[Tasks for this exercise]:
A. Reproduce the automotive news text between "NEW BATTERY TECH" and "kW+ charging power.", inclusive, substituting "Wh" for each "watt-hours".
B. In the automotive news text, how large a subsidy can Mercedes-Benz customers in Germany apply for to retrofit older diesel models?

[Provided text]:
MERCEDES OFFERS SUBSIDIES TO RETROFIT DIESELS
Mercedes-Benz is offering subsidies to customers in Germany to retrofit older diesel models. Owners can apply for a subsidy worth up to 3,000 euros to upgrade the exhaust filter of older diesel models, in order to avoid bans. A number of cities in Germany have started banning older diesel cars in order to curb pollution. Initially, German automakers offered software updates to fix the engines but consumer groups put pressure on carmakers to go with retrofits instead, which they claim are more cost effective.
USMCA CONTAINS EV SUPPLY CHAIN PROVISIONS
With the Trump Administration trying to weaken fuel economy standards and California’s EV mandate, there is a fear that the U.S. will lose out to China and Europe in developing an EV supply chain. But Autoline learned that the USMCA, the trade agreement that is supposed to replace NAFTA, contains provisions to force automakers to develop EV supply chains in the U.S. Under the USMCA, 75% of the content of a vehicle must be made in the U.S., Mexico or Canada. This includes “core” components such as engines, transmissions, steering, axles and battery packs including the battery cells. Those components must meet that threshold for content and 40% to 45% of that content has to be made with labor, earning at least a $16 an hour wage rate—which essentially means they cannot be made in Mexico. If automakers do not meet these thresholds, they will be subject to import tariffs, 2.5% for cars, 25% for trucks. Any automaker that wants to sell electric cars in the U.S. will have to make the motor, transmission and battery pack including cells in the U.S. Right now, the USMCA is tied up in Congress, but if and when it’s enacted, it is designed to create an electric car supply chain in the U.S.
NEW BATTERY TECH WILL HELP GROW NUMBER OF EVs
According to ABI Research, there will be 100 million EVs on the road by 2028 due to significant improvements in battery technology that will reduce consumer’s range anxiety. The ‘significant improvements’ will come in the form of solid-state and silicon-dominant batteries. Not only will these batteries be safer, they’ll have higher energy density and allow for faster charging. ABI predicts that by 2025, we will see silicon-dominant batteries with energy densities of 400 watt-hours per kilogram and charging power of 300+ kW. The Tesla Model 3 is estimated to have an energy density of 250 watt-hours per kilogram and Superchargers put out 150 kW. And starting around 2026 ABI says we’ll start to see solid-state batteries, which will enable energy densities of at least 500 Wh/kg and offer 500 kW+ charging power.

[Records]:
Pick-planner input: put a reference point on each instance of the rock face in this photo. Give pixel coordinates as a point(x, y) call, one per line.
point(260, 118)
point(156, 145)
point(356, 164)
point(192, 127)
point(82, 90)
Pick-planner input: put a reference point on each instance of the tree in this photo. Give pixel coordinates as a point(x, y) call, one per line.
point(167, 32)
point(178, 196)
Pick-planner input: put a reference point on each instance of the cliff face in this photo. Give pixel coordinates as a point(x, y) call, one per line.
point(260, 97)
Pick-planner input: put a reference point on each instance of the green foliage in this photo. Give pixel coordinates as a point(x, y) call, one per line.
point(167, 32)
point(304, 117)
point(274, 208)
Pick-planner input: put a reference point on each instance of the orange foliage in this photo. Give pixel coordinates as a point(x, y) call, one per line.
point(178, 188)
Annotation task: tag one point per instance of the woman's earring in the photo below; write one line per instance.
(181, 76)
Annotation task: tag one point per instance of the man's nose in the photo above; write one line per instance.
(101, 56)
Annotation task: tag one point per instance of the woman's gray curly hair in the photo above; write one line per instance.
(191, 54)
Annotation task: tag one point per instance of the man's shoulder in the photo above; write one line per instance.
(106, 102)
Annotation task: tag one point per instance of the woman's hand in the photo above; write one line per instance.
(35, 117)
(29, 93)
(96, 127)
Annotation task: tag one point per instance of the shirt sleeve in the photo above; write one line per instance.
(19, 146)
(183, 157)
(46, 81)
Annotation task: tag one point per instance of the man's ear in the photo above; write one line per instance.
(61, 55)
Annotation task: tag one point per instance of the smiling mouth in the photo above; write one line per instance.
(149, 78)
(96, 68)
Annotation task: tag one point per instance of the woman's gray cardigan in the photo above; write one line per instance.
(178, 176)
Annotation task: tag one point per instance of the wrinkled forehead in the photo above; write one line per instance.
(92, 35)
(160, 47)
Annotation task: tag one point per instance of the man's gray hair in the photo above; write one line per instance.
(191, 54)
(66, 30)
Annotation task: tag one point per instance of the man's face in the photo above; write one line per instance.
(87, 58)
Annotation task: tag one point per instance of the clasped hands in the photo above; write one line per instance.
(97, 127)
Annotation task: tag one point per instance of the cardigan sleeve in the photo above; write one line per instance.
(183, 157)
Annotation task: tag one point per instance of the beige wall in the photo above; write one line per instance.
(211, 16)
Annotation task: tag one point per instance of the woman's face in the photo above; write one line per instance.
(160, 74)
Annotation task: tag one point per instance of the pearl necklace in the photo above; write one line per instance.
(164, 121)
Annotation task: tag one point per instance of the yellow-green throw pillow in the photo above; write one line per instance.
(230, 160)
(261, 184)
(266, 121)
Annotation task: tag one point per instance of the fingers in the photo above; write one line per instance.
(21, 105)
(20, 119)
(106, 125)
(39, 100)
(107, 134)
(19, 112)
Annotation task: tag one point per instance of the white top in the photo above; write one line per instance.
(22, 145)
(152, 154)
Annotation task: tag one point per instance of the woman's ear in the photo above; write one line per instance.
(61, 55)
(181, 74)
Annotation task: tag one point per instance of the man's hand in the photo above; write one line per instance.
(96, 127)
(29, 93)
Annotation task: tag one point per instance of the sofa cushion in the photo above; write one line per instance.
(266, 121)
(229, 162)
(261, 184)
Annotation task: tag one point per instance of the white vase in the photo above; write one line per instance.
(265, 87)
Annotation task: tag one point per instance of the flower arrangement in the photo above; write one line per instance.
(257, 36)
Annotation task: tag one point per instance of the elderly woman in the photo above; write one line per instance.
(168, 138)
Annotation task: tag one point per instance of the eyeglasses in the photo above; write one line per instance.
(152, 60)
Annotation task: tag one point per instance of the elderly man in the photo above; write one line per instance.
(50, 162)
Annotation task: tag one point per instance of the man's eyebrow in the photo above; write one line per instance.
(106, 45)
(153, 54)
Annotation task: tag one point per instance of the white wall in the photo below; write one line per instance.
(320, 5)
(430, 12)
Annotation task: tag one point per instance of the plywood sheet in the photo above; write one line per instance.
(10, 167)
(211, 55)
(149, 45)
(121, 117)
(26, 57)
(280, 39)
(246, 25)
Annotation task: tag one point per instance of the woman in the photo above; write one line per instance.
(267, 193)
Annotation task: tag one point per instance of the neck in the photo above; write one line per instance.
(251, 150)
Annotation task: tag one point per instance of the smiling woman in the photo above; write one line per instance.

[Answers for this exercise]:
A.
NEW BATTERY TECH WILL HELP GROW NUMBER OF EVs
According to ABI Research, there will be 100 million EVs on the road by 2028 due to significant improvements in battery technology that will reduce consumer’s range anxiety. The ‘significant improvements’ will come in the form of solid-state and silicon-dominant batteries. Not only will these batteries be safer, they’ll have higher energy density and allow for faster charging. ABI predicts that by 2025, we will see silicon-dominant batteries with energy densities of 400 Wh per kilogram and charging power of 300+ kW. The Tesla Model 3 is estimated to have an energy density of 250 Wh per kilogram and Superchargers put out 150 kW. And starting around 2026 ABI says we’ll start to see solid-state batteries, which will enable energy densities of at least 500 Wh/kg and offer 500 kW+ charging power.

B. Up to 3,000 euros.